(Location identification data)
— START —

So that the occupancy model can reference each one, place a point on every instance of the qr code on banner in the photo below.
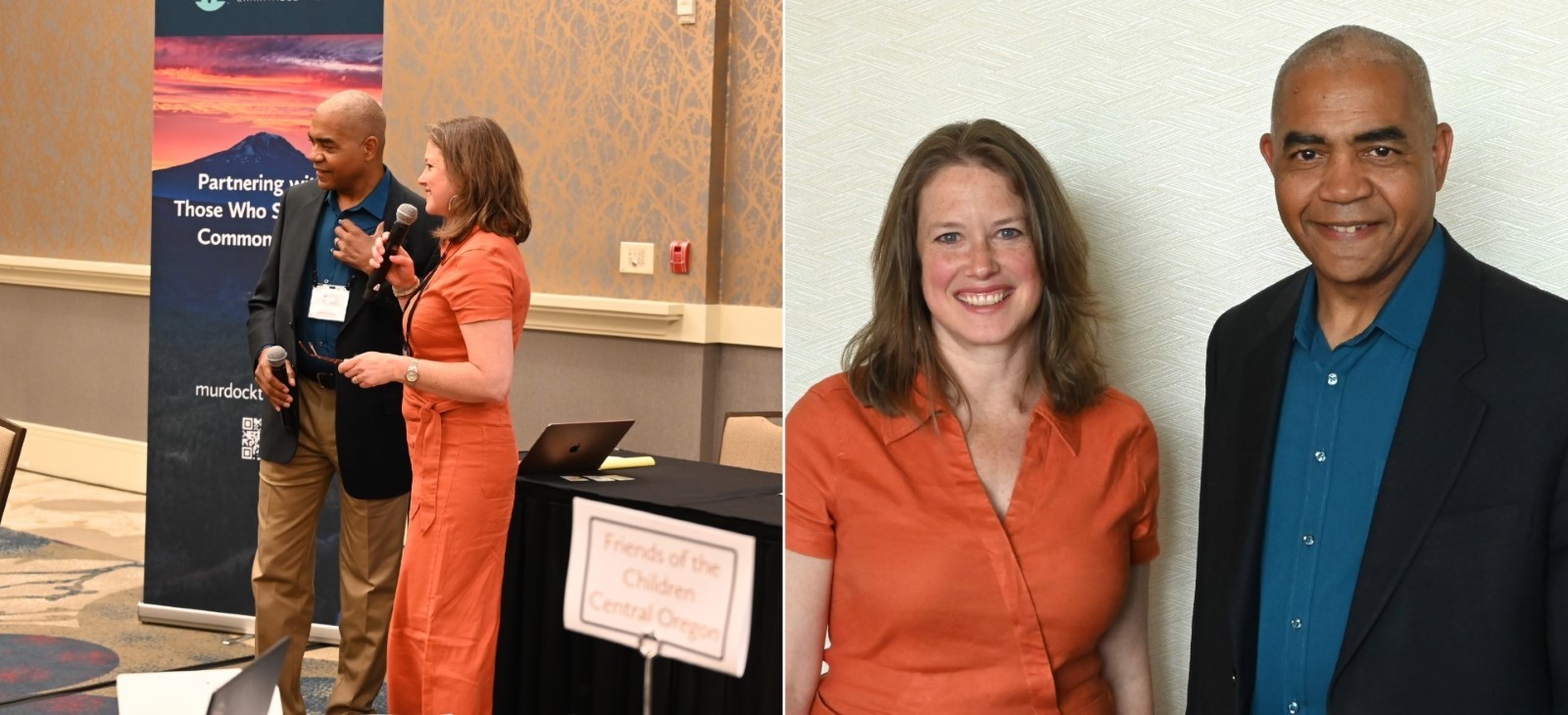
(250, 438)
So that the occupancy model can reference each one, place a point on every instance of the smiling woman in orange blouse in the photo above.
(971, 510)
(462, 326)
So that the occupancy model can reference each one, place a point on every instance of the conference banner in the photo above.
(234, 86)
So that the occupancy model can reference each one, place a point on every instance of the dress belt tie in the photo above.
(427, 453)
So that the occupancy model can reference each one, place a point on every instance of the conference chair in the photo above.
(753, 441)
(10, 456)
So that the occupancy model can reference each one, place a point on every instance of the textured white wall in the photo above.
(1150, 112)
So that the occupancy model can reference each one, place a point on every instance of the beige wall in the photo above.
(612, 106)
(75, 112)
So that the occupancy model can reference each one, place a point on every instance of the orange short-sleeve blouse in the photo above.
(940, 605)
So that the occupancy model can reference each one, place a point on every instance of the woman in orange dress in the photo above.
(969, 506)
(462, 328)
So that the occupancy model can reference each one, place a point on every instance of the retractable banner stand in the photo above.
(234, 88)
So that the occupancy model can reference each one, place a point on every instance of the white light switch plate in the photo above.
(637, 258)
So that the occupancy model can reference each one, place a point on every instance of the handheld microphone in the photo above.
(276, 357)
(405, 218)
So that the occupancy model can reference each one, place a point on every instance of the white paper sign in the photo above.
(632, 574)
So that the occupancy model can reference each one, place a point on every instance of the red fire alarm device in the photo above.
(679, 256)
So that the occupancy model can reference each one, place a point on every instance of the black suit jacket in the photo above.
(372, 444)
(1462, 599)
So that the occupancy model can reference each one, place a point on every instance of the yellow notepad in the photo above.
(626, 461)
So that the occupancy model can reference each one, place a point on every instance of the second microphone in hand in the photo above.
(405, 218)
(278, 358)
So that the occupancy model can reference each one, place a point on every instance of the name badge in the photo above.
(328, 303)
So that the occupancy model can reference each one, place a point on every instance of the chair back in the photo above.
(12, 436)
(753, 441)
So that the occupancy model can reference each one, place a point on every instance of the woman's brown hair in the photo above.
(486, 180)
(890, 353)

— END —

Convert the data from the line containing "short-sleeve blouse in the photo above." through the line containing "(1462, 599)" into a Markdown table with the columns No. and Text, giving each line a number and skipping blank lines.

* **Result of the task**:
| No. | Text |
|---|---|
| 1 | So that the occupancy model can reference each one, place a point on every instance of the orange short-sleeve blouse in the photo above. |
| 2 | (940, 605) |
| 3 | So that the occupancy model can reference each one, place a point on every instance of the woman in orange dress in the photo above. |
| 4 | (969, 506) |
| 5 | (462, 328) |
| 6 | So that the occupancy model can reference each one, place a point on every instance of the retractable banner stand in the photo above. |
| 7 | (234, 88) |
| 8 | So that the occupancy model can reference each one, place a point on every instance of the white light switch plate in the photo above. |
| 9 | (637, 258) |
| 10 | So that the occupancy model can reference each one, place a point on every instance of the handheld microphone in the photo above. |
| 11 | (276, 357) |
| 12 | (405, 218) |
| 13 | So that the occupancy model can reference each one, place a point on every instance of the white paper sign in the photo above. |
| 14 | (632, 574) |
| 15 | So that the occupancy model can reference each one, place a point on every instance of the red fire alarm device in the photo above. |
| 16 | (679, 256) |
| 17 | So that the occupancy model can reference each one, place a point on every instance of the black suit jacket in the photo above. |
| 18 | (372, 444) |
| 19 | (1462, 599) |